Required work: Show each line of the material below that contains the string "shirt", copying every such line in full.

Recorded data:

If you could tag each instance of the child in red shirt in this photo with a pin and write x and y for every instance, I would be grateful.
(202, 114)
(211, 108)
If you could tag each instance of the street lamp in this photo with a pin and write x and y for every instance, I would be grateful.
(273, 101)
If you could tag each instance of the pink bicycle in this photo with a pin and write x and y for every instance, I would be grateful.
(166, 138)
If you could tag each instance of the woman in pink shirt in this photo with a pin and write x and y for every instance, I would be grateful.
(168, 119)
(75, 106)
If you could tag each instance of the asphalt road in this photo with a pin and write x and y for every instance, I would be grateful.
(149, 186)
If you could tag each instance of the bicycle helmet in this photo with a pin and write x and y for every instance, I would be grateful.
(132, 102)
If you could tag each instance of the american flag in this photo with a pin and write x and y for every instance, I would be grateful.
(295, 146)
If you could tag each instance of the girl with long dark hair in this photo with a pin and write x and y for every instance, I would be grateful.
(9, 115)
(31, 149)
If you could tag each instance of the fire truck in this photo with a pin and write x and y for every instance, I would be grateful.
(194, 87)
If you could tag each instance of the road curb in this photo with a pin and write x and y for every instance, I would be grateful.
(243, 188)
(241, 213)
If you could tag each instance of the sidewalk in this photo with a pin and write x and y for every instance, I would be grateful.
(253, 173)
==
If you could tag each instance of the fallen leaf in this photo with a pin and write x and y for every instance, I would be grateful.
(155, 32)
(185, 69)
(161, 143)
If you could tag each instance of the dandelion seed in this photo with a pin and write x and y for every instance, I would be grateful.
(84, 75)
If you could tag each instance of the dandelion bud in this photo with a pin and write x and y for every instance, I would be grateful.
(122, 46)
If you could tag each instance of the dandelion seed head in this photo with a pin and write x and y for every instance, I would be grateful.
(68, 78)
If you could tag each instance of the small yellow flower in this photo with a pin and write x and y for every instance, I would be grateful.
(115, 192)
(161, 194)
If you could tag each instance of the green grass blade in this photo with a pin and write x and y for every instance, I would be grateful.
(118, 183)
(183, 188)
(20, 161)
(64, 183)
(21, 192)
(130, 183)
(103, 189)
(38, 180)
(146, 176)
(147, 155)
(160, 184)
---
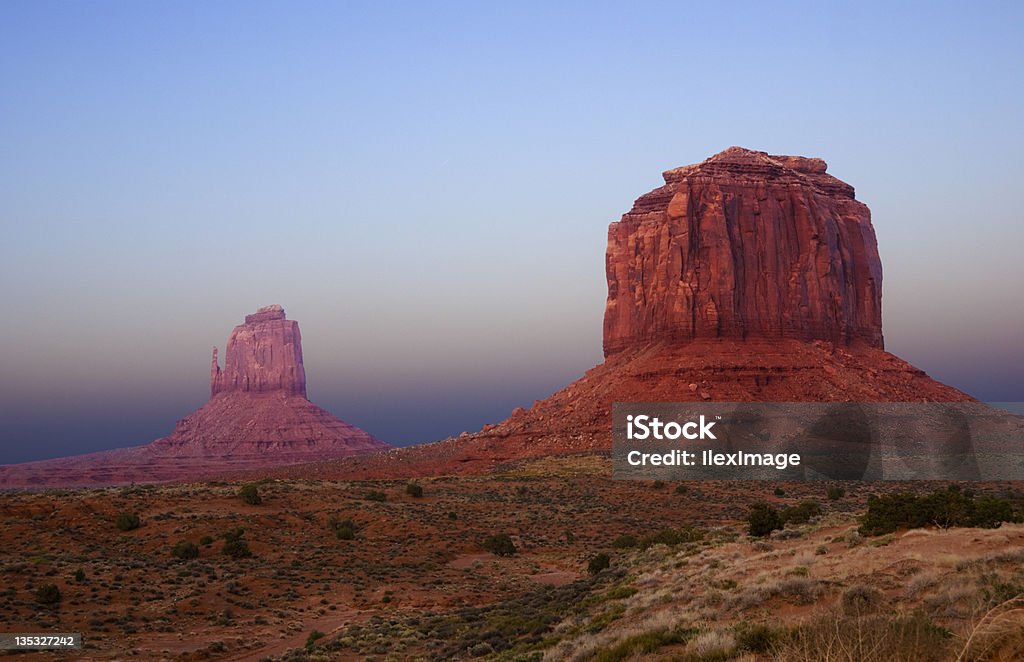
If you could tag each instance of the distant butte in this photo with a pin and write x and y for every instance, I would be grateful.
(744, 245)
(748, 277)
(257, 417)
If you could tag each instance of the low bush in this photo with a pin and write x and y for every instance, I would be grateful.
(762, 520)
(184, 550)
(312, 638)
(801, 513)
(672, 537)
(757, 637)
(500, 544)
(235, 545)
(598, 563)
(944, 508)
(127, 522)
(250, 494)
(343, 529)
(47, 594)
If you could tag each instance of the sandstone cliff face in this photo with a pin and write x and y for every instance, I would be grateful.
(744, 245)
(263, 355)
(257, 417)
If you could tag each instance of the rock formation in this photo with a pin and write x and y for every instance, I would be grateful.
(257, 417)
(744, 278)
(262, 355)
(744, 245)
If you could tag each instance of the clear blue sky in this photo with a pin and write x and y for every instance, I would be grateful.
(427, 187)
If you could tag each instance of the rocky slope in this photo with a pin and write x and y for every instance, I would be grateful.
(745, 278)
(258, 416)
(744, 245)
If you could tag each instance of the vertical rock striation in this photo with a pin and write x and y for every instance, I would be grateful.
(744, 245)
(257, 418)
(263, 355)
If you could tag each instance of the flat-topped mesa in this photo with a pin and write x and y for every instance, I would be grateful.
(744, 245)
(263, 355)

Response to the task:
If you could tag each instance of the child in red shirt in this photo with a pin and write x and y for every instance, I would be grateful.
If you could tag each instance of the woman in pink shirt in this photo with a pin and write x and y for every instance, I would be grateful.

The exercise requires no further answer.